==== Task material ====

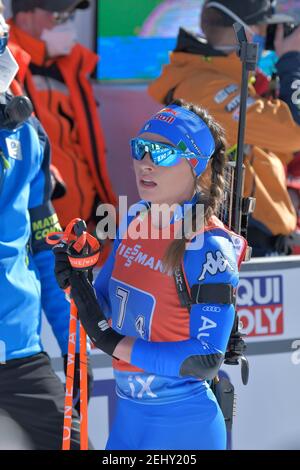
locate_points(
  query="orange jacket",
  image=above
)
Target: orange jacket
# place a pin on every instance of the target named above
(63, 101)
(271, 133)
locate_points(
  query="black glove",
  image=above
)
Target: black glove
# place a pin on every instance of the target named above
(91, 315)
(76, 385)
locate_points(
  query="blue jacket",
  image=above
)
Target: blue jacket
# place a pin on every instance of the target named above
(27, 282)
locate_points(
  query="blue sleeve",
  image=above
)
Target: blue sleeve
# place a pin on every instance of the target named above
(288, 68)
(210, 324)
(54, 303)
(43, 221)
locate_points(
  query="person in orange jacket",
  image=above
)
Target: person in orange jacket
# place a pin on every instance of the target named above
(54, 70)
(208, 72)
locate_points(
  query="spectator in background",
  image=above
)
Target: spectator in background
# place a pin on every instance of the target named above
(56, 80)
(208, 72)
(31, 395)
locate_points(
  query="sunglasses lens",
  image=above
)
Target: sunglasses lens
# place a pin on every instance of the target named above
(161, 155)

====

-- To be done --
Copy every line of the records above exactly, without changing anything. Leave the pictures out of your copy.

-- Solution to this problem --
locate_points(
  query="orange jacket",
  image=above
)
Target: orange jacket
# place a pin on every instance of the target named above
(63, 101)
(271, 133)
locate_points(
  query="black glove",
  image=above
)
Target: black glove
# place a pin on every instance of the target named above
(91, 315)
(76, 385)
locate_points(
  query="blue jacket",
  image=above
)
Target: blue jacket
# place a pin on every instance of the target named above
(27, 282)
locate_points(
  query="blue sleeve",
  image=above
)
Target: blue sleeve
# place a pin on every instance of the target named above
(288, 68)
(210, 324)
(54, 303)
(43, 221)
locate_points(
  query="person in orange jacket",
  image=above
)
Target: person in orange jacket
# place a pin on every instance of the target named above
(54, 70)
(208, 72)
locate_points(
  query="spectator in background",
  image=above
)
Target: spectator in background
# place a pin on every instance of the target named above
(56, 80)
(208, 72)
(31, 395)
locate_points(
  query="sunglasses lens",
  image=above
)
Target: sunglasses lens
# place a pin on every instance of the target named above
(161, 155)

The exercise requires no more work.